Pub. L. 110–229, title VII, § 701, , 122 Stat. 853, provided that:
“(a) Immigration and Growth.— In recognition of the need to ensure uniform adherence to long-standing fundamental immigration policies of the United States, it is the intention of the Congress in enacting this subtitle [subtitle A (§§ 701–705) of title VII of Pub. L. 110–229, see Effective Date note set out above]—
“(1) to ensure that effective border control procedures are implemented and observed, and that national security and homeland security issues are properly addressed, by extending the immigration laws (as defined in section 101(a)(17) of the Immigration and Nationality Act (8 U.S.C. 1101(a)(17)), to apply to the Commonwealth of the Northern Mariana Islands (referred to in this subtitle as the ‘Commonwealth’), with special provisions to allow for—
- “(A) the orderly phasing-out of the nonresident contract worker program of the Commonwealth; and
- “(B) the orderly phasing-in of Federal responsibilities over immigration in the Commonwealth; and
“(2) to minimize, to the greatest extent practicable, potential adverse economic and fiscal effects of phasing-out the Commonwealth’s nonresident contract worker program and to maximize the Commonwealth’s potential for future economic and business growth by—
- “(A) encouraging diversification and growth of the economy of the Commonwealth in accordance with fundamental values underlying Federal immigration policy;
- “(B) recognizing local self-government, as provided for in the Covenant To Establish a Commonwealth of the Northern Mariana Islands in Political Union With the United States of America through consultation with the Governor of the Commonwealth;
- “(C) assisting the Commonwealth in achieving a progressively higher standard of living for citizens of the Commonwealth through the provision of technical and other assistance;
- “(D) providing opportunities for individuals authorized to work in the United States, including citizens of the freely associated states; and
- “(E) providing a mechanism for the continued use of alien workers, to the extent those workers continue to be necessary to supplement the Commonwealth’s resident workforce, and to protect those workers from the potential for abuse and exploitation.
- “(b) Avoiding Adverse Effects.— In recognition of the Commonwealth’s unique economic circumstances, history, and geographical location, it is the intent of the Congress that the Commonwealth be given as much flexibility as possible in maintaining existing businesses and other revenue sources, and developing new economic opportunities, consistent with the mandates of this subtitle. This subtitle, and the amendments made by this subtitle, should be implemented wherever possible to expand tourism and economic development in the Commonwealth, including aiding prospective tourists in gaining access to the Commonwealth’s memorials, beaches, parks, dive sites, and other points of interest.”
++++++
# [Set of tasks]
#1 State how many lines of the records contain the string "surface", with uppercase and lowercase letters treated as different, and give only the number.
#2 Resume the passage on extending United States immigration law to the Northern Mariana Islands, starting after its last sentence.

# [Given information]
++++++
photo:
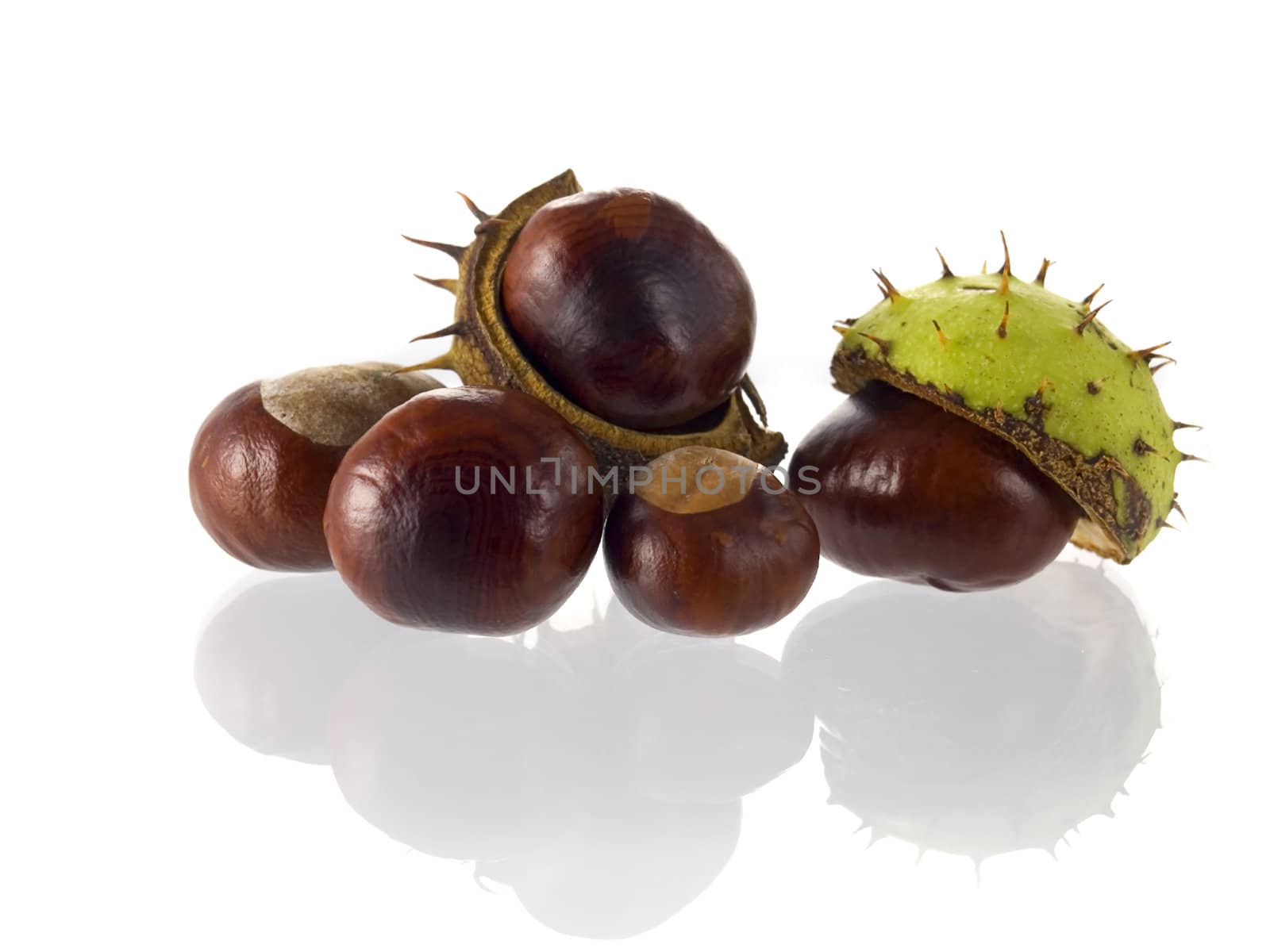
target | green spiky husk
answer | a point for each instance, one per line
(1080, 404)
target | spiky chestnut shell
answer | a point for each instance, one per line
(1043, 374)
(486, 352)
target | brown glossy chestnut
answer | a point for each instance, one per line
(264, 459)
(710, 543)
(630, 306)
(901, 488)
(459, 512)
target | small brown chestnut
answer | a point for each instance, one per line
(459, 512)
(264, 459)
(903, 489)
(630, 306)
(711, 543)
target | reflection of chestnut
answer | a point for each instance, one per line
(272, 658)
(711, 545)
(625, 867)
(630, 306)
(459, 512)
(264, 460)
(914, 493)
(450, 744)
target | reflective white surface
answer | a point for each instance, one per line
(205, 758)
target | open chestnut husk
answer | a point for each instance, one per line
(465, 509)
(711, 543)
(899, 488)
(264, 457)
(638, 381)
(1041, 374)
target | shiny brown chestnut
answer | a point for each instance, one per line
(901, 488)
(710, 543)
(630, 306)
(264, 459)
(459, 512)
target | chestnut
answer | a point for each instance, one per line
(465, 509)
(630, 306)
(264, 459)
(902, 489)
(710, 543)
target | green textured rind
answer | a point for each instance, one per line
(1083, 406)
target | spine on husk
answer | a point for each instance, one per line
(483, 352)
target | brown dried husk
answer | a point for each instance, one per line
(486, 353)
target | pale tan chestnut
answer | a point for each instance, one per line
(713, 543)
(264, 460)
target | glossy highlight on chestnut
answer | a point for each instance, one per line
(421, 552)
(719, 554)
(630, 306)
(264, 460)
(910, 492)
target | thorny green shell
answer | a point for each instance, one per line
(1045, 374)
(486, 353)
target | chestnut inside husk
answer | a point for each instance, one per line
(908, 492)
(486, 351)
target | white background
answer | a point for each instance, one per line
(196, 196)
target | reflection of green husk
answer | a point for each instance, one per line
(981, 724)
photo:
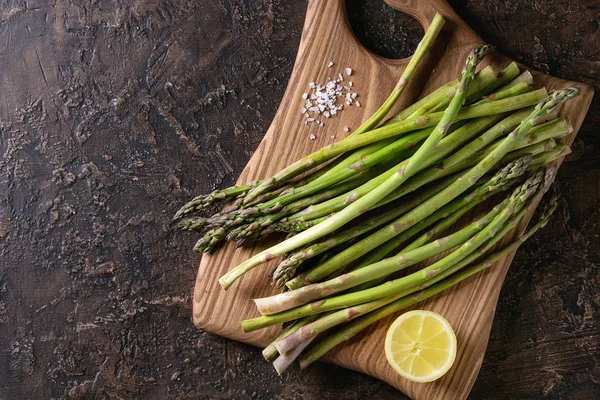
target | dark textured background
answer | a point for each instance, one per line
(113, 113)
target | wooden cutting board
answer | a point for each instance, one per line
(469, 306)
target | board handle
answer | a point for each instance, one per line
(424, 11)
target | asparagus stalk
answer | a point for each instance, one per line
(484, 82)
(358, 325)
(463, 183)
(202, 201)
(495, 231)
(463, 134)
(426, 43)
(478, 232)
(396, 129)
(270, 352)
(499, 182)
(287, 300)
(429, 174)
(449, 213)
(286, 269)
(362, 205)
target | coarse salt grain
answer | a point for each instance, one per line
(323, 97)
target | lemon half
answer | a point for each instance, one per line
(420, 346)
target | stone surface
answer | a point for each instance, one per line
(113, 113)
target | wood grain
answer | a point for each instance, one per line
(469, 306)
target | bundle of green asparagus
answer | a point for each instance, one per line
(387, 198)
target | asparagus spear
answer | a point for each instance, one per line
(362, 205)
(463, 183)
(356, 326)
(370, 271)
(462, 134)
(478, 232)
(399, 288)
(429, 174)
(426, 43)
(286, 269)
(396, 129)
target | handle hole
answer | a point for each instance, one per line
(382, 29)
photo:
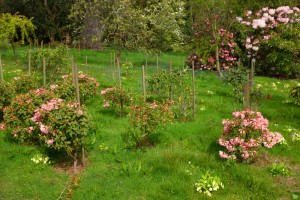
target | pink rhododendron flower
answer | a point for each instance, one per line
(106, 104)
(65, 76)
(49, 142)
(2, 127)
(82, 76)
(53, 87)
(44, 129)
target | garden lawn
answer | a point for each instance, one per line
(182, 152)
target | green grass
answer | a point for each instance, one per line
(180, 147)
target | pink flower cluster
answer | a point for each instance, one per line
(264, 21)
(2, 127)
(226, 53)
(103, 92)
(244, 134)
(40, 112)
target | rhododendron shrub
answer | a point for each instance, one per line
(145, 119)
(207, 58)
(272, 36)
(116, 98)
(88, 87)
(17, 115)
(62, 125)
(245, 134)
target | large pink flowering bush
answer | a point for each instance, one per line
(262, 23)
(17, 115)
(62, 125)
(245, 134)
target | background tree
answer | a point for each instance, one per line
(15, 27)
(49, 16)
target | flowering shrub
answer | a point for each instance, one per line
(279, 169)
(263, 22)
(25, 83)
(57, 61)
(273, 37)
(245, 134)
(7, 93)
(41, 159)
(208, 184)
(17, 115)
(62, 125)
(117, 98)
(207, 60)
(145, 119)
(66, 89)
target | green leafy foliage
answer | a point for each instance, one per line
(145, 119)
(279, 169)
(62, 125)
(208, 184)
(17, 116)
(295, 94)
(88, 87)
(165, 83)
(57, 61)
(117, 98)
(13, 26)
(25, 83)
(238, 79)
(7, 93)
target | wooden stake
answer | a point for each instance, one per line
(111, 65)
(156, 62)
(114, 71)
(247, 93)
(119, 73)
(76, 85)
(170, 89)
(29, 61)
(44, 71)
(194, 89)
(146, 69)
(86, 64)
(144, 82)
(1, 72)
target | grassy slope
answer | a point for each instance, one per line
(180, 147)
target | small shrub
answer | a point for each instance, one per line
(7, 93)
(62, 126)
(17, 115)
(245, 134)
(117, 98)
(295, 94)
(25, 83)
(57, 61)
(165, 83)
(145, 119)
(41, 159)
(238, 79)
(208, 184)
(279, 169)
(126, 67)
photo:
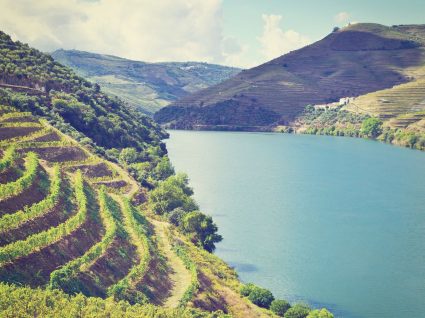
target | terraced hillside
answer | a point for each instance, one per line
(402, 106)
(349, 62)
(73, 221)
(145, 86)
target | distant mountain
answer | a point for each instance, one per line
(146, 86)
(352, 61)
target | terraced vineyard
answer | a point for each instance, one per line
(402, 106)
(70, 221)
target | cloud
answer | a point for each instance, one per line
(166, 30)
(275, 41)
(342, 17)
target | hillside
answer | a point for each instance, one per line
(73, 221)
(93, 219)
(145, 86)
(349, 62)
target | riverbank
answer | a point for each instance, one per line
(330, 122)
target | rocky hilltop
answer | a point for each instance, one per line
(349, 62)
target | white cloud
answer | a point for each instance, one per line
(166, 30)
(275, 41)
(342, 17)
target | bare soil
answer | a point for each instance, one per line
(59, 154)
(11, 132)
(62, 211)
(93, 171)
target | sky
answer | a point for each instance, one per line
(242, 33)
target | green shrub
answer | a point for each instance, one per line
++++++
# [Exercise responses]
#1 2

#2
Pub. L. 110–229, title VII, § 702(h)(1), (2), , 122 Stat. 864, provided that:
- “(1) In general.— Not later than March 1 of the first year that is at least 2 full years after the date of enactment of this subtitle [], and annually thereafter, the President shall submit to the Committee on Energy and Natural Resources and the Committee on the Judiciary of the Senate and the Committee on Natural Resources and the Committee on the Judiciary of the House of Representatives a report that evaluates the overall effect of the transition program established under section 6 [48 U.S.C. 1806] of the Joint Resolution entitled ‘A Joint Resolution to approve the “Covenant To Establish a Commonwealth of the Northern Mariana Islands in Political Union with the United States of America”, and for other purposes’, approved (Public Law 94–241), as added by subsection (a), and the Immigration and Nationality Act (8 U.S.C. 1101 et seq.) on the Commonwealth.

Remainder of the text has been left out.